Write out the whole listing below exactly, skipping each picture.

-- Opening Marker --

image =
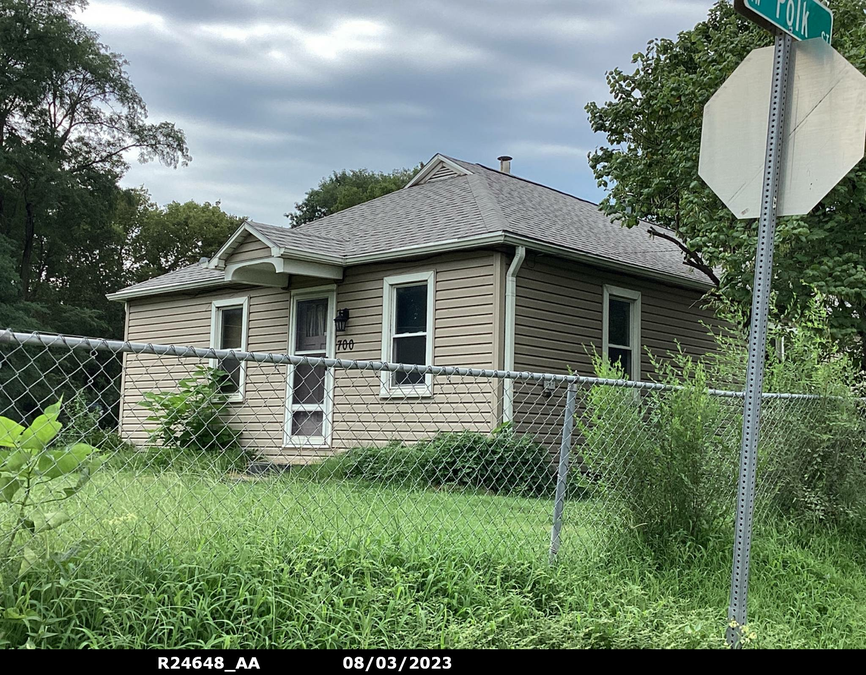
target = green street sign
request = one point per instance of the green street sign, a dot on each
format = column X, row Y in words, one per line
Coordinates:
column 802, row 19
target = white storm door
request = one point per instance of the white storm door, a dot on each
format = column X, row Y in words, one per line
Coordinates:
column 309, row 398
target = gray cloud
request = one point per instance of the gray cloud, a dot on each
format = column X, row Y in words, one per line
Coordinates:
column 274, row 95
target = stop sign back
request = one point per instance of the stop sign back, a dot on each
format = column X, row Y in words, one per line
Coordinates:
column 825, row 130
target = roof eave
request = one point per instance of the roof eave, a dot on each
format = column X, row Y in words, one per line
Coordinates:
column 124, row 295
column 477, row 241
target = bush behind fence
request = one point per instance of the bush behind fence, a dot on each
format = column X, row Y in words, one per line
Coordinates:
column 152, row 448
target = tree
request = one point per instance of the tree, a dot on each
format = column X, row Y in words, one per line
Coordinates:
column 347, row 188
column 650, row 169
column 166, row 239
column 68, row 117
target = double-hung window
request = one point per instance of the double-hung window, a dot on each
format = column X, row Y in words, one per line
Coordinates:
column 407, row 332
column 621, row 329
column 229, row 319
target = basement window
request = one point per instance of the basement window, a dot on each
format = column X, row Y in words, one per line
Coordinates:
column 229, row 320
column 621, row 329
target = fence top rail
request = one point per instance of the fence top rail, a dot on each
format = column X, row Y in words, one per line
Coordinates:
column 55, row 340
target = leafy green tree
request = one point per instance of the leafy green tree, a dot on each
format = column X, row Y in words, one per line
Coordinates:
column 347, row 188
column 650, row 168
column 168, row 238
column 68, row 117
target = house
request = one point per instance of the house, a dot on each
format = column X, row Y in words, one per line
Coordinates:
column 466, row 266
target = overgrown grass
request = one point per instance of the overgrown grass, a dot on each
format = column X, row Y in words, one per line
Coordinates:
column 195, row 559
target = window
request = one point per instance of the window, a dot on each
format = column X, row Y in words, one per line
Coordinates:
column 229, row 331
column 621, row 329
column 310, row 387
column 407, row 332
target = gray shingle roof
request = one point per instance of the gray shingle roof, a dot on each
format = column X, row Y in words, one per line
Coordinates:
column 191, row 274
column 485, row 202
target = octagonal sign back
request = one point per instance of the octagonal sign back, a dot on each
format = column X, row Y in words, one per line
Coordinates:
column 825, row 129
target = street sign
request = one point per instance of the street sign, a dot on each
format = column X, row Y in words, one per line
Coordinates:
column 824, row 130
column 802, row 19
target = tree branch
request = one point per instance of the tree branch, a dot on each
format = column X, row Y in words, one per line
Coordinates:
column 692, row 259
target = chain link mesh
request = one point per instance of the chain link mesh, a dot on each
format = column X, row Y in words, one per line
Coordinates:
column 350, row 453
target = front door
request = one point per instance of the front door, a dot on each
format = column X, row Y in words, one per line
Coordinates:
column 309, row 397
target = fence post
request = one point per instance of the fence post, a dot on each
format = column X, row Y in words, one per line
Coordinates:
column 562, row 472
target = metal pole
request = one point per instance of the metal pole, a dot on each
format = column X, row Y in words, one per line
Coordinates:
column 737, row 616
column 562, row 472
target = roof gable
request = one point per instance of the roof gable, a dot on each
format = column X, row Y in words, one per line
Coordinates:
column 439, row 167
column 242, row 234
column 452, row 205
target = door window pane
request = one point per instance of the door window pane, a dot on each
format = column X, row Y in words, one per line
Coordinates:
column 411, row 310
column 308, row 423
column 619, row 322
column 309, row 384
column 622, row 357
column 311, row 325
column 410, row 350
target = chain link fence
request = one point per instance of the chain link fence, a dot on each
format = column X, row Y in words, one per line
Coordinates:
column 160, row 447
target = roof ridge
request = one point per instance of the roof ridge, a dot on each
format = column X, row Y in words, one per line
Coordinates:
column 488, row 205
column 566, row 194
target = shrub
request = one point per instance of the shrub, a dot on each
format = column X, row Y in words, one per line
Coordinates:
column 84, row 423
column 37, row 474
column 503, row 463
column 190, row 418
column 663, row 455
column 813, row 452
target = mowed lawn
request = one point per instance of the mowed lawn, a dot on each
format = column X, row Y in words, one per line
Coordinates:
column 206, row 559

-- Closing Marker --

**RESPONSE BELOW**
image =
target = green street sign
request = one point per instance of the green street sign, a dot on each
format = column X, row Y in words, one per line
Coordinates:
column 802, row 19
target = white storm door
request = one point per instance of the white storm door, a dot on each
format = column X, row Y in words, one per line
Coordinates:
column 309, row 398
target = gray cloud
request = one point per instance of the gray cloud, a dot on each
format = column X, row Y in words, one per line
Coordinates:
column 274, row 95
target = stop sign back
request = one point per instance of the stop sign back, a dot on each
format = column X, row Y in words, one per line
Coordinates:
column 825, row 130
target = roof eave
request = one point per instance of the roof eave, a dot on each
format = column X, row Y in words, one per line
Coordinates:
column 124, row 295
column 477, row 241
target = bush behind fence
request = one point per instance of the bush behind fence, a dot on each
format = column X, row Y in words, one per line
Coordinates:
column 152, row 448
target = tree
request = one point per instance of the tree, a dot on each
format = column X, row Y in words, one per line
Coordinates:
column 347, row 188
column 650, row 169
column 166, row 239
column 68, row 117
target = double-hung window
request = one point per instance of the double-hung window, a dot on each
format = column X, row Y in words, one per line
Coordinates:
column 407, row 332
column 621, row 329
column 229, row 319
target = basement window
request = one point per instance of the basement window, a dot on each
format = column X, row Y in words, one per line
Coordinates:
column 229, row 320
column 621, row 329
target = fence top rail
request = one point per instance of the fence top rail, a dot on each
format = column X, row Y in words, one per line
Coordinates:
column 55, row 340
target = leafy green tree
request = one point per instance of the leafy green tree, a dot on each
format = column X, row Y in words, one per line
Coordinates:
column 347, row 188
column 650, row 168
column 168, row 238
column 68, row 117
target = house
request = one point per instance of the house, a dot on each
format = column X, row Y in words, one per line
Coordinates:
column 466, row 266
target = overgrown grass
request = one point per instance of the overgrown grass, a dot on each
format = column X, row Y in words, one per line
Coordinates:
column 195, row 559
target = window
request = one point per instance of the window, a dot on each
format = column X, row Y in words, one per line
Coordinates:
column 229, row 331
column 621, row 329
column 310, row 387
column 407, row 332
target = gray shingle roof
request = one point per instance of the gray shingle roof, a dot on each
format = column X, row Y in words, one per line
Coordinates:
column 191, row 274
column 485, row 202
target = octagonal sign back
request = one point per instance of the octagonal sign back, a dot on each
format = column X, row Y in words, one per line
Coordinates:
column 825, row 129
target = street sign
request = one point per instance of the street sign, a dot on each
format = column X, row Y in words, one per line
Coordinates:
column 824, row 130
column 802, row 19
target = tree branch
request = one point per instance of the tree branch, a dot on each
format = column X, row Y in words, one per line
Coordinates:
column 692, row 259
target = chain link mesh
request = one point per instance of the chain link mesh, a dot on each
format = column X, row Y in words, one per line
Coordinates:
column 350, row 453
target = front door
request = one point per instance of the front door, a dot on each
format = column X, row Y in words, one per line
Coordinates:
column 309, row 397
target = fence post
request = one point per instance of the fence post, a dot on each
format = column X, row Y in words, one per line
Coordinates:
column 562, row 472
target = metal pole
request = one point per instance of the metal pole, a dot on each
format = column X, row Y in words, one per line
Coordinates:
column 737, row 616
column 562, row 472
target = roof gable
request = one point per instance of the roof gable, a dot on each
format = column X, row Y in words, one per line
Coordinates:
column 439, row 167
column 242, row 234
column 452, row 205
target = door window pane
request = one point per instance of the door window pane, a dot on each
format = column X, row Y in words, one per line
Coordinates:
column 411, row 310
column 308, row 423
column 619, row 322
column 309, row 384
column 622, row 357
column 311, row 325
column 410, row 350
target = chain link fence
request = one point per instance of the chain link fence, a dot on each
format = column X, row Y in words, one per line
Coordinates:
column 160, row 447
target = roof ridge
request = one point per instance of the roof ridge, a dot on each
format = column X, row Y in words, one per line
Coordinates:
column 488, row 205
column 566, row 194
target = shrub
request = one point per instance of the shrub, a dot on each
format = column X, row Y in words, one per line
Coordinates:
column 84, row 423
column 37, row 474
column 503, row 463
column 190, row 418
column 663, row 455
column 813, row 452
target = mowed lawn
request = one point per instance of the mowed lawn, a dot on each
format = column X, row Y in words, one per line
Coordinates:
column 206, row 559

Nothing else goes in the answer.